> [Exercise requirements]:
- A) In the entries, start at the line containing "Find snow on" and go through the final line of the entries. Rewrite that stretch with "glass display counter" switched to "glass display case" and everything else left the same.
- B) Pick up the passage on watching over sisters in Christ who are drifting from their marriages and keep it going from its final sentence.
## START Provided text
1 Corinthians 7:13, “If a woman had a husband who is not a believer and he is
willing to live with her, she must not divorce him.”
By Lysa TerKeurst
http://www.Proverbs31.org


Just think friends, usually by the time she shares, it is too late. By this what I mean is, that by the time this sister, friend, lady, has shared her heart with you, it is most often too late to win her back. We are deceptive creatures by nature, she may have been deceiving not only you, her spouse, but herself. I have heard of sisters in Christ even say that Jesus would want this for them, because they are so unhappy in their marriage. That Jesus wants them to be happy... Sisters, I implore you, by this time, it is nearly too late. At this stage, our lady has already made a graven image of a Jesus that does NOT exist. An idol in her heart to suit her own desires. Her new Jesus, isn't the Jesus of the scriptures. He is a creation of her imagination, that isn't seeking to sanctify her, make her holy, redeem her, but a Jesus who is more like a genie in a bottle, giving to her the desire she is craving. You see, she has redefined the "Christian language", so at this stage, speak, implore, reproof, rebuke as you might, be not surprised if she simply does not hear you, is offended by you, distances herself from you. Do these things, yes, but for the glory of God, to be obedient to Christ, not for the response. Who knows you may win back your sister....

*

My point is this, as sisters in Christ we must be ever watchful of the flock of sisters the Lord has placed in our lives. After she has abandoned her husband, we will find ourselves recalling a little word here, a slight there, things that cause us to say, "gee, I should have known then."
## END Provided text
## START Supplied entries
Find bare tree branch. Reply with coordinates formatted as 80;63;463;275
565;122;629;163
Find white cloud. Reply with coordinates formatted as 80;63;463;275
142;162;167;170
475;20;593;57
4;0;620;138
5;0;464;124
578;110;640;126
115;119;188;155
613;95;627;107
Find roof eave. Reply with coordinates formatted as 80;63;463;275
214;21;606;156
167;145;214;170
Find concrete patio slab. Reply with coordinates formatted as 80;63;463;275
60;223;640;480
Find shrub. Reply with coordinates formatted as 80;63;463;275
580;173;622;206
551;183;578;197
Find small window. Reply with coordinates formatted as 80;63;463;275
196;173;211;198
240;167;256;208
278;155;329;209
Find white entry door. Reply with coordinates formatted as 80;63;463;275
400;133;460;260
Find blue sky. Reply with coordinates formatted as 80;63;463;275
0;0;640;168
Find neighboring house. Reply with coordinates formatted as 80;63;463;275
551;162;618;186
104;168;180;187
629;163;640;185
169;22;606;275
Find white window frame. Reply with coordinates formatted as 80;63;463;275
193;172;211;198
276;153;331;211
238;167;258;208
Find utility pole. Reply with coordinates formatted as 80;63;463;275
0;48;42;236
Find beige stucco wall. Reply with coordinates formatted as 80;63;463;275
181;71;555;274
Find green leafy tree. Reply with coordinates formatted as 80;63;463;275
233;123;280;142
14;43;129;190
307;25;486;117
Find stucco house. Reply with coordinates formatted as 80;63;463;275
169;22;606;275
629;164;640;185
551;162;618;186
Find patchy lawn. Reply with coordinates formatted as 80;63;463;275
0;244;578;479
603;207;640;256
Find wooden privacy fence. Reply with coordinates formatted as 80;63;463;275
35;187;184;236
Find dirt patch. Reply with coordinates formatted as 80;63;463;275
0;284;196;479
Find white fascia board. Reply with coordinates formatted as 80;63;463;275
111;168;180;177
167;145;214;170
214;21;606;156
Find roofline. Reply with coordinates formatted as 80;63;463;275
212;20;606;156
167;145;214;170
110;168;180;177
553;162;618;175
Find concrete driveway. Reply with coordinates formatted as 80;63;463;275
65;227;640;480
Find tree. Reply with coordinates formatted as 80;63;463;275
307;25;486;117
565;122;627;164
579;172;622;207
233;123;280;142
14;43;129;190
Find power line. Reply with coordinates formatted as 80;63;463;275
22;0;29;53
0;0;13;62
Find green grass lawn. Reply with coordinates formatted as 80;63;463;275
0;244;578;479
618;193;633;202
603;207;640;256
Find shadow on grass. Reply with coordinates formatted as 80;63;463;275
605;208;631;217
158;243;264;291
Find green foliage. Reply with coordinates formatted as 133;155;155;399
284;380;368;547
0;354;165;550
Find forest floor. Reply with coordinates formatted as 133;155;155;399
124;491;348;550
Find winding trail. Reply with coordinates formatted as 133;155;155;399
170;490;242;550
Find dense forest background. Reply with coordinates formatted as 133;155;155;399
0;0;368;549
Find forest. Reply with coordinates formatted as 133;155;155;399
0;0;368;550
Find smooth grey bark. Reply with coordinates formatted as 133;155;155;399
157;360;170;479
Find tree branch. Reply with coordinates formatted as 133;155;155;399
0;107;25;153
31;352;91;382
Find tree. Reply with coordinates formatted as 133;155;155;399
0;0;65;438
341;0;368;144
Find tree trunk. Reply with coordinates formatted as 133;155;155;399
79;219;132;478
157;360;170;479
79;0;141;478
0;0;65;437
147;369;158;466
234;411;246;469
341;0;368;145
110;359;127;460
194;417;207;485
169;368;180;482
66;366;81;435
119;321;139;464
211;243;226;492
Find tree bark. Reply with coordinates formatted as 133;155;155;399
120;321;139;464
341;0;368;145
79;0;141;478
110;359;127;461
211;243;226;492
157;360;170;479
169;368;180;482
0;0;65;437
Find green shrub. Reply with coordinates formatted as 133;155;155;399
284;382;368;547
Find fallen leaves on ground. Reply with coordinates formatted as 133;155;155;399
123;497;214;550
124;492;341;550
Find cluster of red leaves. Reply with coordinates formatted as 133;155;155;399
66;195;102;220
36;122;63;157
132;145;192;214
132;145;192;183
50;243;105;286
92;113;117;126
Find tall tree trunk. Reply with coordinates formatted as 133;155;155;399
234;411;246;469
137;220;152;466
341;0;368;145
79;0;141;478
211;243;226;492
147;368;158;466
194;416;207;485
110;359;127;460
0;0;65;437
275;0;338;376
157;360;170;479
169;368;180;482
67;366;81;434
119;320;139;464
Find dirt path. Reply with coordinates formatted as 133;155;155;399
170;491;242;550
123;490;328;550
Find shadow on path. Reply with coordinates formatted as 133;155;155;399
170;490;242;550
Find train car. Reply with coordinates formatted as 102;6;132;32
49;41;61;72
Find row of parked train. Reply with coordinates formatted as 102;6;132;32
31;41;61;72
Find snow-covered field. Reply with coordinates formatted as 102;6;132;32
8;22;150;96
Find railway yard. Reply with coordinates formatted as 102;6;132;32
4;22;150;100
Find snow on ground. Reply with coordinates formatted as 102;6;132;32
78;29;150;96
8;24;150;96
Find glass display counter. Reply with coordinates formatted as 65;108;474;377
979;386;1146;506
## END Supplied entries
> [Answers in order]:
- A)
Find snow on ground. Reply with coordinates formatted as 102;6;132;32
78;29;150;96
8;24;150;96
Find glass display case. Reply with coordinates formatted as 65;108;474;377
979;386;1146;506

- B)
Let us hold fast to the TRUTH of the scriptures, encouraging one another on to love and good works...
Let there be true accountability... no husband bashing, but rather, honest talk, for the purpose of helping reconcile a marriage in trouble. This is different than gossip, or husband bashing...

Remember if your not part of the solution.... YOU MAY WELL BE PART OF THE PROBLEM... don't let your sisters in Christ slip into this sin with YOU.
If you see her eye wander, tell her that you have seen, and don't let her joke her way out of it. Let her know you care about her walk with God, and about her marriage!
If she's suddenly overly interested in how she looks, find out why, ask the tough questions friend... Who's she getting "dolled up" for???
There are countless signs, we've all known ladies who have been lured away by the temptations of the world, the flesh, and the devil... Talk about the signs with one another, write them down so you remember, and get with your gals and hold one another accountable....

WATCH, and PRAY the devil is prowling about waiting to devour, and in our sin, even we, can just walk right in to his path, into his trap... or your daughter can...or your sister can...your neighbor can...or the maid of honor at your wedding...
Lets be real, we are all sinners, and we all need the support of REAL fellowship.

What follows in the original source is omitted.